Exercise prompt ::
Below, the email replies on locating the pelvis in a seated person are followed by the records; carry on writing the replies from their last sentence.

Selected excerpt ::
THanks and Good Luck!
Victoria Haehl
Indiana University
Department of Kinesiology
HPER Room 112
Bloomington, IN 47408
(812) 855-3061

Dear Bate,

There is a paper dedicated to find an axis of the pelvis in a sitting

- Brodeur, R.R., Cui, Y. & Reynolds, H.M. (1996). Locating the Pelvis in
the Seated Automobile Driver. S.A.E. Technical Papers Series No. 960481.

with the best regards
Rachid Aissaoui,
Industrial Chair on Seating Aids
Dept. of Mechanichal Engineering,
Ecole Polytechnique de Montreal,


I cannot help you directly, but...

If you have access to Medline, you should be able to find the information that
you seek. Medline can be accessed via web browsers and at medical libraries.
If no electronic search resources are available, you may be able to find the
info in print media at the nearest medical library.

[Dataset entries]

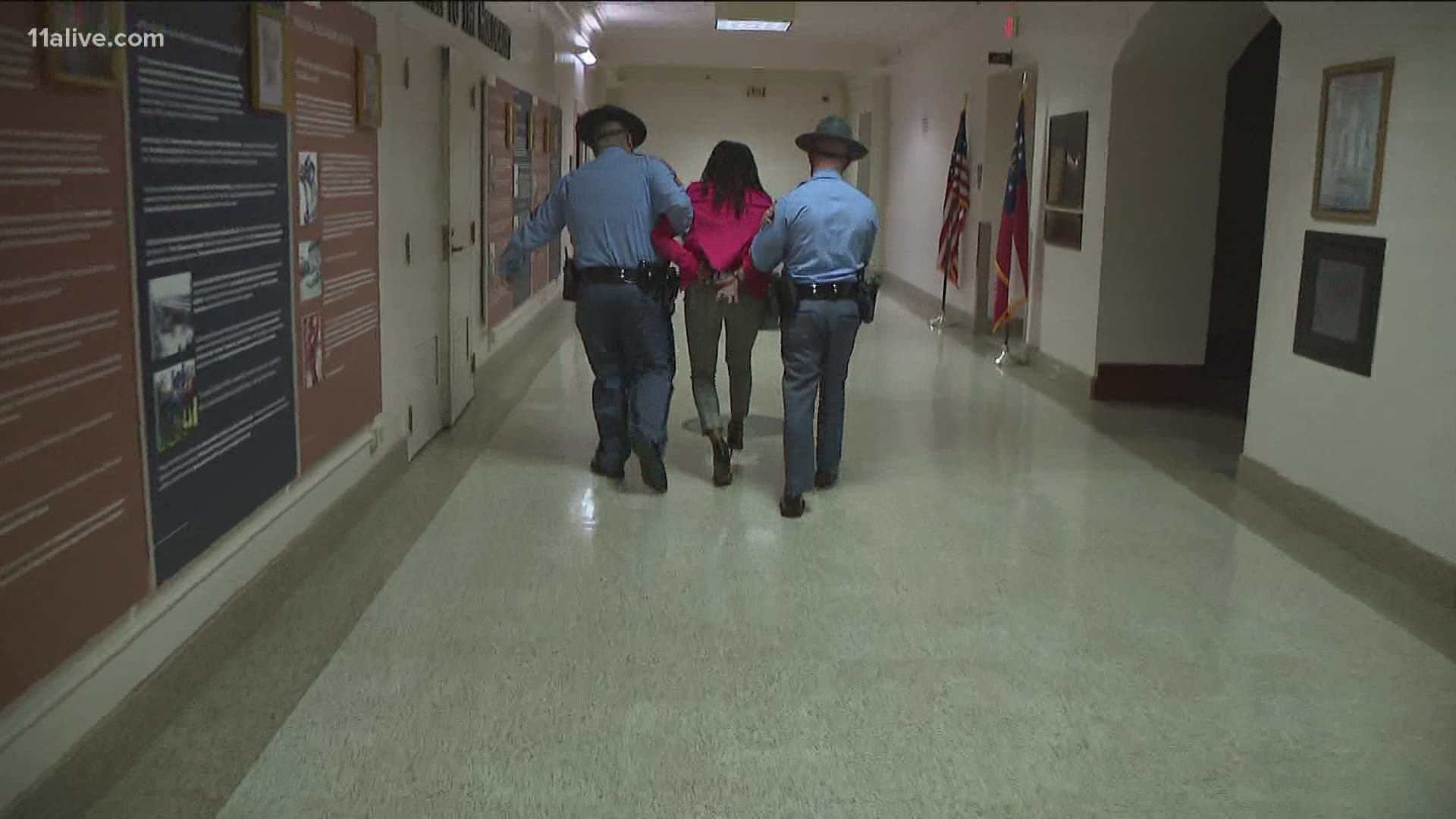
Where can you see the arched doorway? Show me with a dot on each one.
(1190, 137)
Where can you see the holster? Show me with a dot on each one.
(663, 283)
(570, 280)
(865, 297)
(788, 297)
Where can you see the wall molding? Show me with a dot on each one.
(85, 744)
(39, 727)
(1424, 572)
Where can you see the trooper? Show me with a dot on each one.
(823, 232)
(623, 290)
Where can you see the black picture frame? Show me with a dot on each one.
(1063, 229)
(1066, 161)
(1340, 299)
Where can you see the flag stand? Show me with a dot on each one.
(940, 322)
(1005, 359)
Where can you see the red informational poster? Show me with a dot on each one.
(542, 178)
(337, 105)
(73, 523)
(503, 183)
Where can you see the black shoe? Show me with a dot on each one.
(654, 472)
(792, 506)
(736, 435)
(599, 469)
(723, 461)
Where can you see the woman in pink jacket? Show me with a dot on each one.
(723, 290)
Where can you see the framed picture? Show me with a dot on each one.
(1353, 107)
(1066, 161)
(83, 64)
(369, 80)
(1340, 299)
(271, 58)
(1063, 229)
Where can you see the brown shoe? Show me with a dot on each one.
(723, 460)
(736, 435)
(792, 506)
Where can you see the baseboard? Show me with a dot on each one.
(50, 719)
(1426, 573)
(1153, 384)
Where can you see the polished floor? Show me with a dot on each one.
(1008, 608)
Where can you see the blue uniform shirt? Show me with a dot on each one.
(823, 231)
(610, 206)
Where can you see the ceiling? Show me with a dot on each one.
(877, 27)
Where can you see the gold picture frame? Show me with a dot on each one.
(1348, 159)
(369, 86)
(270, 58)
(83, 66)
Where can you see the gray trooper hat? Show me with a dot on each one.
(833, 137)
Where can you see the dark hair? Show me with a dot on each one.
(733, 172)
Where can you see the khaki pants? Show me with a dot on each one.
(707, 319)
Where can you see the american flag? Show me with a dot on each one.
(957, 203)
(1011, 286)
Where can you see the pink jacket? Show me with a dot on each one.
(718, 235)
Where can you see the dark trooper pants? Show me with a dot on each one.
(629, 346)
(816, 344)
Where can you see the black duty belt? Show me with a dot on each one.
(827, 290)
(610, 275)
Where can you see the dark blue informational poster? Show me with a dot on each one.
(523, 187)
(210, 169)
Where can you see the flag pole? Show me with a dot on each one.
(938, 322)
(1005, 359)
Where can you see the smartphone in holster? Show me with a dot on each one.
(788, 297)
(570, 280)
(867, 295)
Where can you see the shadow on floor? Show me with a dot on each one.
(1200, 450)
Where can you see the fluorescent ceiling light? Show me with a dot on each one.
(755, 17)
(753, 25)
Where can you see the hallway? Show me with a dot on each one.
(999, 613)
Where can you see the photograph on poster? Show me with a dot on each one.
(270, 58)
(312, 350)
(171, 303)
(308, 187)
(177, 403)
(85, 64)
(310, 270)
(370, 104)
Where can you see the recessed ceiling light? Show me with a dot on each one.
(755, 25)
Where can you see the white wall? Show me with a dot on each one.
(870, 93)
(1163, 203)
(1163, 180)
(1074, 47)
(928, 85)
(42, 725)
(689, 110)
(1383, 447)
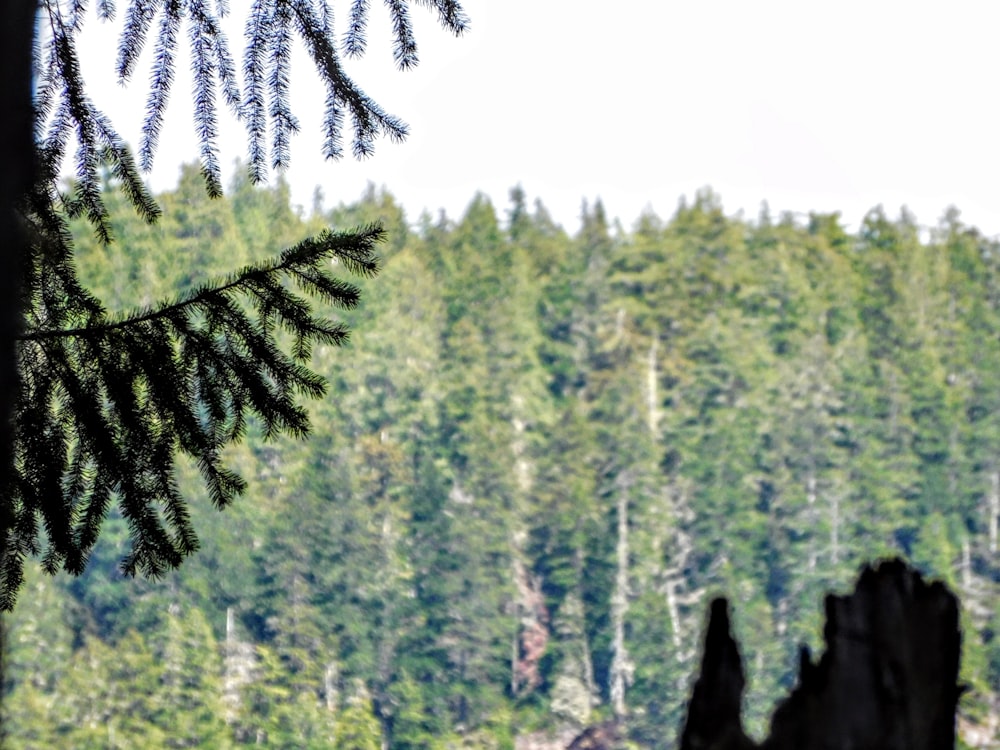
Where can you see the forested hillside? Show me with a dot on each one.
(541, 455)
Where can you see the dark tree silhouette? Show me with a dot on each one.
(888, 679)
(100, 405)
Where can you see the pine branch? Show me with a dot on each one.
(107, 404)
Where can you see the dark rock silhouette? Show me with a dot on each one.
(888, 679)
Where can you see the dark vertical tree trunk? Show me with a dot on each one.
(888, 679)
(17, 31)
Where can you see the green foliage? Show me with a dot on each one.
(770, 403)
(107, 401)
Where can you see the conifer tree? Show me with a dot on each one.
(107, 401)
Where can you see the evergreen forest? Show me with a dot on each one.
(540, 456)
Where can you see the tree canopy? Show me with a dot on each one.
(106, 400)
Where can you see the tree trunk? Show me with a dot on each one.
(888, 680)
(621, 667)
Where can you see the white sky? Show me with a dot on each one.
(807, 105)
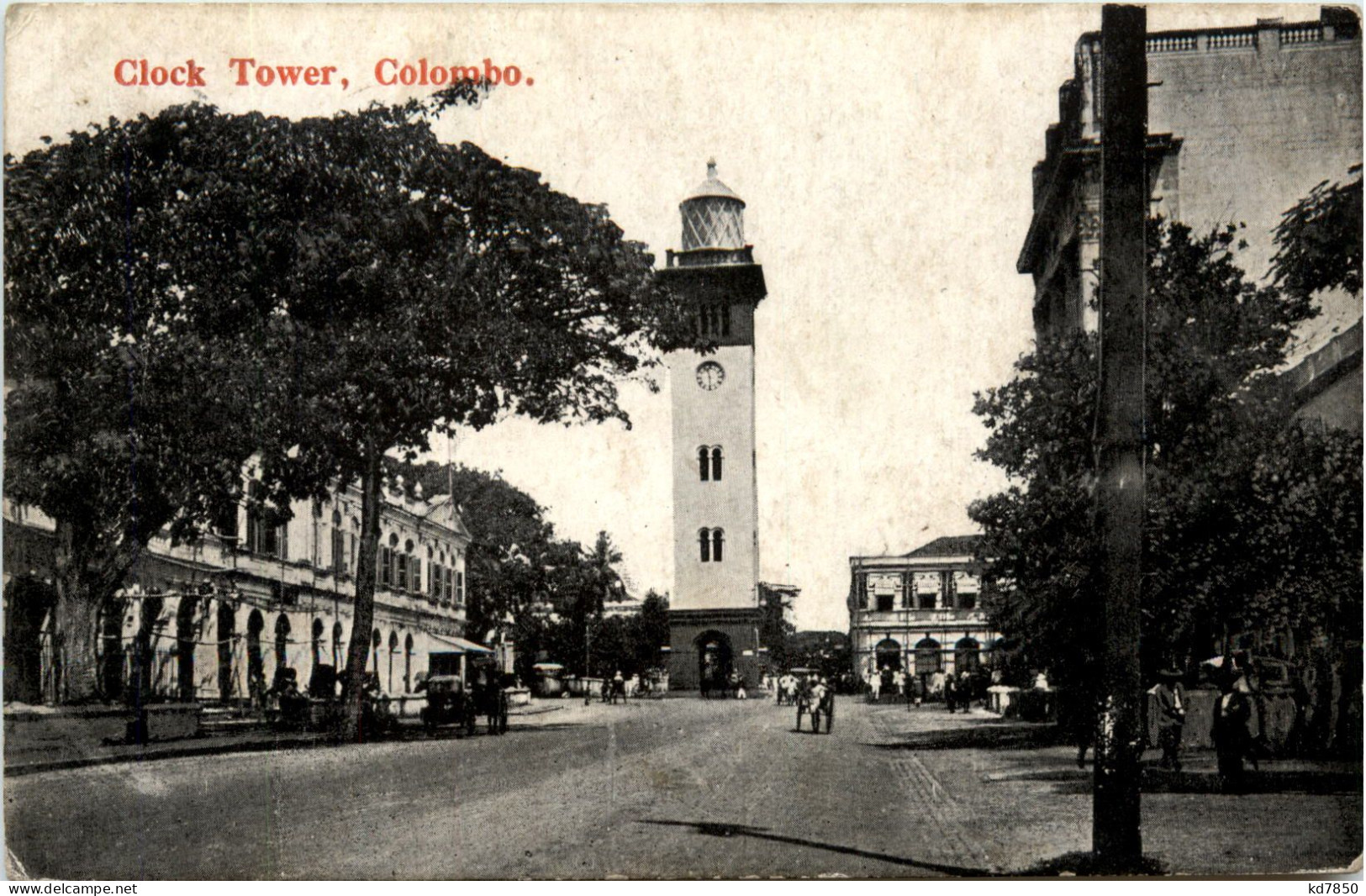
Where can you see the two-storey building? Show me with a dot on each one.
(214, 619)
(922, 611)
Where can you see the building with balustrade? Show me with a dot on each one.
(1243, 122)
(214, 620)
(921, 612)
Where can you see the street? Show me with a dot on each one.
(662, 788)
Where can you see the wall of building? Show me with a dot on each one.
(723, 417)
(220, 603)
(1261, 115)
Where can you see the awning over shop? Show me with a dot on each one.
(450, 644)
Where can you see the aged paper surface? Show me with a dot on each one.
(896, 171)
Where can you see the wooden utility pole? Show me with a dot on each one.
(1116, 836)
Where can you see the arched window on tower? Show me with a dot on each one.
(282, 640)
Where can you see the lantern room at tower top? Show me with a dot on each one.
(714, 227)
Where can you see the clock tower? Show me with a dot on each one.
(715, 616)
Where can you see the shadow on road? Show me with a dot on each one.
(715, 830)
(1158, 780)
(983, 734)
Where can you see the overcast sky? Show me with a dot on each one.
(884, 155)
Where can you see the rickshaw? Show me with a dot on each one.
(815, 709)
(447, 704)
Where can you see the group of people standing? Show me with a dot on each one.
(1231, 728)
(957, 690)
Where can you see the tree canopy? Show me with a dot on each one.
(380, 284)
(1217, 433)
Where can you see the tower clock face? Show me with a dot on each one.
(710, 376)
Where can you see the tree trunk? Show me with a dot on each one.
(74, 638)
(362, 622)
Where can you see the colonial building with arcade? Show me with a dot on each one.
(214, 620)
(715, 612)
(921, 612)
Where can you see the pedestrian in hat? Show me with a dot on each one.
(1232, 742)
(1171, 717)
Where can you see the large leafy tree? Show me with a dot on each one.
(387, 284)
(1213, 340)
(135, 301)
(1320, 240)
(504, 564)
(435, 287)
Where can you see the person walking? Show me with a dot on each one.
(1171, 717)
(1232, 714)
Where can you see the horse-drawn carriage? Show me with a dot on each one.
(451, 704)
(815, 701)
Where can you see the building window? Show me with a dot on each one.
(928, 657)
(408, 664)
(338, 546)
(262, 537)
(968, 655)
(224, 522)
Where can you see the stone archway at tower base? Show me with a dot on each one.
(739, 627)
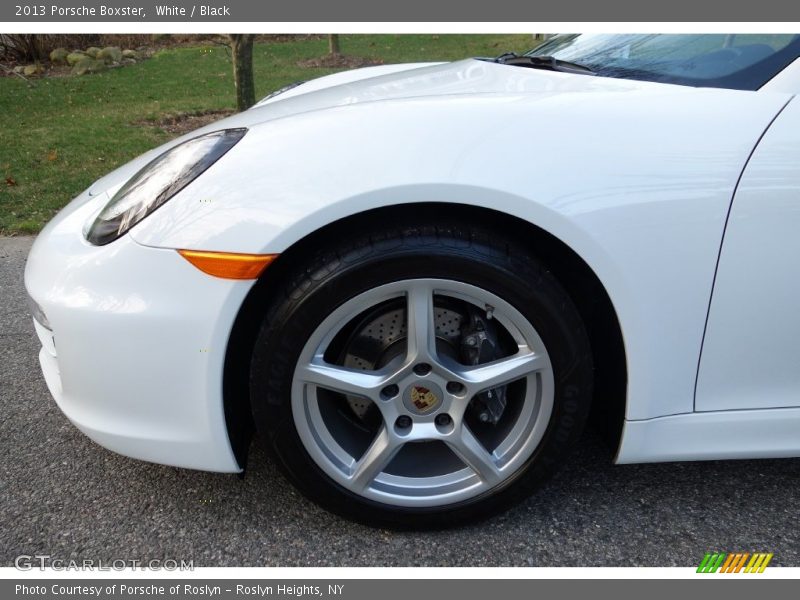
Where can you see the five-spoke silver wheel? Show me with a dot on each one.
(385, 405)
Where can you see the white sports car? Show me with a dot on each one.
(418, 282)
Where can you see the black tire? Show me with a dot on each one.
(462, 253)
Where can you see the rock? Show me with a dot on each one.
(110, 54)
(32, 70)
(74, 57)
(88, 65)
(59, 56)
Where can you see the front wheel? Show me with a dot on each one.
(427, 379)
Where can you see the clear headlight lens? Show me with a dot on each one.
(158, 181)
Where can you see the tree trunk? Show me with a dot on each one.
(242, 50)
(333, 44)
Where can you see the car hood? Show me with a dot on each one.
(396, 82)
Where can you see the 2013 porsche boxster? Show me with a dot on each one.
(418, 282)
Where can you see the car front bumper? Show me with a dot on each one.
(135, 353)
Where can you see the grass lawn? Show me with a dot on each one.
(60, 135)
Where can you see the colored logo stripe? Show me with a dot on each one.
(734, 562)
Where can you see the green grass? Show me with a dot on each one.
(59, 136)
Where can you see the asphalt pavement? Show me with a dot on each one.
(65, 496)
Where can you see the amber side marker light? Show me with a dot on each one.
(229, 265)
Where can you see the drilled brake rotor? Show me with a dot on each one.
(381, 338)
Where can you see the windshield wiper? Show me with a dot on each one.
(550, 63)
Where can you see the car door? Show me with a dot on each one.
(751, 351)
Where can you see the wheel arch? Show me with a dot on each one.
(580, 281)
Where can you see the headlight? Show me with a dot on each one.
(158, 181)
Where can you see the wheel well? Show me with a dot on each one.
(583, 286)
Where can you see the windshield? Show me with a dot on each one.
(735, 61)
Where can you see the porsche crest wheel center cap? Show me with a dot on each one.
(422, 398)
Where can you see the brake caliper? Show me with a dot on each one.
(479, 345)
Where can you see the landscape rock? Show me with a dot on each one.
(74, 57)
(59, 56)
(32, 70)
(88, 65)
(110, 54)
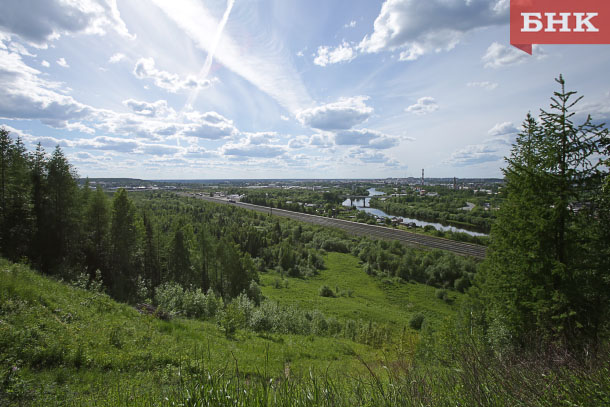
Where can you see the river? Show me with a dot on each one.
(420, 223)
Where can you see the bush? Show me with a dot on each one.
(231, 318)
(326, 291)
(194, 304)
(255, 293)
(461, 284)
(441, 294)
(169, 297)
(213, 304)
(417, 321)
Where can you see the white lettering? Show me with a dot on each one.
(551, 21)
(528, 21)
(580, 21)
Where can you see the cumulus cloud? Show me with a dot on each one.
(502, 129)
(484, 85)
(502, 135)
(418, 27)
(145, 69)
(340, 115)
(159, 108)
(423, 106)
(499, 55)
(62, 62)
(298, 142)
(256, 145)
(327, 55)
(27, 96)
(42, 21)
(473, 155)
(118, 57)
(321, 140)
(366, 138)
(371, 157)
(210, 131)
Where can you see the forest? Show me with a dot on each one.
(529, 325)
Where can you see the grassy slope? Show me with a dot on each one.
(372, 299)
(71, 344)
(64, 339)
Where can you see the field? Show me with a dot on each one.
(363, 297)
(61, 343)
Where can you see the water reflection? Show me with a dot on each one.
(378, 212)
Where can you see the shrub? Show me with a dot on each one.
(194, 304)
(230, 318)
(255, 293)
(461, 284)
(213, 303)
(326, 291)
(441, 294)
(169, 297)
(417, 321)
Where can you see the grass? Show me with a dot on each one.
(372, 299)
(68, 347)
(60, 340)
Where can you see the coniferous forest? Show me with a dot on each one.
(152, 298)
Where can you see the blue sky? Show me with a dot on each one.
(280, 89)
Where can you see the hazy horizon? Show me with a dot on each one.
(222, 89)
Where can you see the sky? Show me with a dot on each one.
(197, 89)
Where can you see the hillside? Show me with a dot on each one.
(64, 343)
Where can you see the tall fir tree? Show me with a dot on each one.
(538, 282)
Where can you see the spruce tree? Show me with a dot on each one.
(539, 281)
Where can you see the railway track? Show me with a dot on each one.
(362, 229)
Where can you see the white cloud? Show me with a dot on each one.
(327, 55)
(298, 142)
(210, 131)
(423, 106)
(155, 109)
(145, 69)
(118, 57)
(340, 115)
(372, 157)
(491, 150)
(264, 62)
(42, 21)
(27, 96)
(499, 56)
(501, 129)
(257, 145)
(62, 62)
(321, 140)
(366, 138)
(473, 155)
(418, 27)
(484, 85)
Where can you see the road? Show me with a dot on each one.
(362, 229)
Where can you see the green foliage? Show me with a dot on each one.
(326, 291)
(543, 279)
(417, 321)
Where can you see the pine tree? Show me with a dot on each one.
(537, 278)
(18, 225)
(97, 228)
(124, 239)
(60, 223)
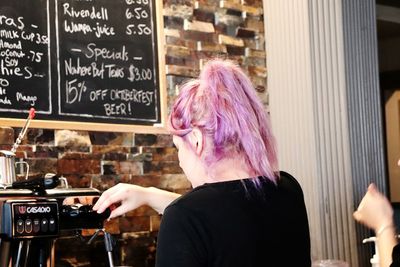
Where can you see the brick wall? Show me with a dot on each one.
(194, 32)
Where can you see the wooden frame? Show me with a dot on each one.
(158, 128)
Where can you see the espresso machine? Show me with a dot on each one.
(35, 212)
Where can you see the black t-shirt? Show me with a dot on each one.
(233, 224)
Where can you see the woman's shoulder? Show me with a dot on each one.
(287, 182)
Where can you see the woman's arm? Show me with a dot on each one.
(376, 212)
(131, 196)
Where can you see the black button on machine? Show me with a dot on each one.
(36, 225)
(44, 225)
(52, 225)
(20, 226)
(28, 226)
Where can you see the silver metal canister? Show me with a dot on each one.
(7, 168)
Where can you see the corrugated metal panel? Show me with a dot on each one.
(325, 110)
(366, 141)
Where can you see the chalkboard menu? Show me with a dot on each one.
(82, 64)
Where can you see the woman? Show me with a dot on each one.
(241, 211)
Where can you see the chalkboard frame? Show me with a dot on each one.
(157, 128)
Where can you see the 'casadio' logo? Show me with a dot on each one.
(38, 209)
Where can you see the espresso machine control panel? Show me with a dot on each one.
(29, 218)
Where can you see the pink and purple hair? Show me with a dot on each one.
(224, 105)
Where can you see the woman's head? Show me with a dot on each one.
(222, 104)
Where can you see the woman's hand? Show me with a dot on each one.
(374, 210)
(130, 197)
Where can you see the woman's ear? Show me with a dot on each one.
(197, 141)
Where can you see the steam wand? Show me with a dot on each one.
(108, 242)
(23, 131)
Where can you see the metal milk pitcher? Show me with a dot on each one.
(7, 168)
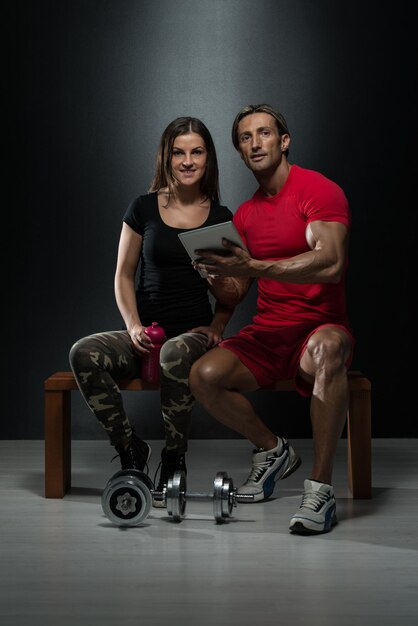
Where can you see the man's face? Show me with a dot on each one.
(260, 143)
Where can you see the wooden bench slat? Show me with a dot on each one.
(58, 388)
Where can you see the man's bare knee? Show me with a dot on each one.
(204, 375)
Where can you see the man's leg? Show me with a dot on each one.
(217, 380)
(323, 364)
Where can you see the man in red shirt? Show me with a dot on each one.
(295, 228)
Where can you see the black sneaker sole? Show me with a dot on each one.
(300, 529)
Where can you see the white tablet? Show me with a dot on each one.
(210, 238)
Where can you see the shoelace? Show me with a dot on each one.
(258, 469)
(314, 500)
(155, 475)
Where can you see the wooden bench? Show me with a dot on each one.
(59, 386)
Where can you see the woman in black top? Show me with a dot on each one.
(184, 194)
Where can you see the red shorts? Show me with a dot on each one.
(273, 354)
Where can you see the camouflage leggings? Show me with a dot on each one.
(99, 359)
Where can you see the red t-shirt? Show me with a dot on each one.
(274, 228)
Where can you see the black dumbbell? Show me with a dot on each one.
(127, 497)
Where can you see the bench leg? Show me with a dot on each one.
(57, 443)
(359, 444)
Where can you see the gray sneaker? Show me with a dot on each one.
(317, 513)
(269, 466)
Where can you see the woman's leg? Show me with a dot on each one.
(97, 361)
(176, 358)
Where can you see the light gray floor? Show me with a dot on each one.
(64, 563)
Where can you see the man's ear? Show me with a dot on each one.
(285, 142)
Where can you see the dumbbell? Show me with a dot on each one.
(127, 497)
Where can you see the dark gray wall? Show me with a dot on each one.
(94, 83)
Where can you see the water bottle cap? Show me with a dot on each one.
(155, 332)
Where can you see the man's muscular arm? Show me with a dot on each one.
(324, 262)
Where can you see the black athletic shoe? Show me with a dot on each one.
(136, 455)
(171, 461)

Expected answer ::
Thomas G. Loebig, MSME
Biomechanics Resarch Lab
Allegheny University of the Health Sciences
320 E. North Avenue, 10th Floor South Tower
Pittsburgh, PA 15212
412.359.6773 FAX: 412.359.3238


I did some work on seating several years ago. I don't recall seeing
anything at that time related to your query. All I can suggest are
the obvious sources such as anatomy textbooks (e.g. Gray's Anatomy),
journals such as Clinical Biomechanics, and databases such as MEDLINE.

Andrew Pinder
Health and Safety Laboratory
Broad Lane
S3 7HQ


Dear Tricia
I also do not know of any references directly answering your question, but I
do have a few comments. My research is related to seat contours. These
contours change with changes in posture such as reaching, leaning back or
forward. It seems that some movements, or with some people, their ischial
tuberosities essentially are the piviot point and with others the ischial
tuberosities "slide" anteriorly or posteriorly while the skin contact with
the seat remains stationary. In short, the axis of rotations will vary with
type and configuration of seating, functions being performed and the
individual's movement patterns.

I would be interested to hear more of your research as it may relate to my
current studies.

Neil Tuttle

__________________________________________________ _______________________
Trisha Bate | "for the sun and the sea and the
School of Physiotherapy | pipes of pan are our birthright"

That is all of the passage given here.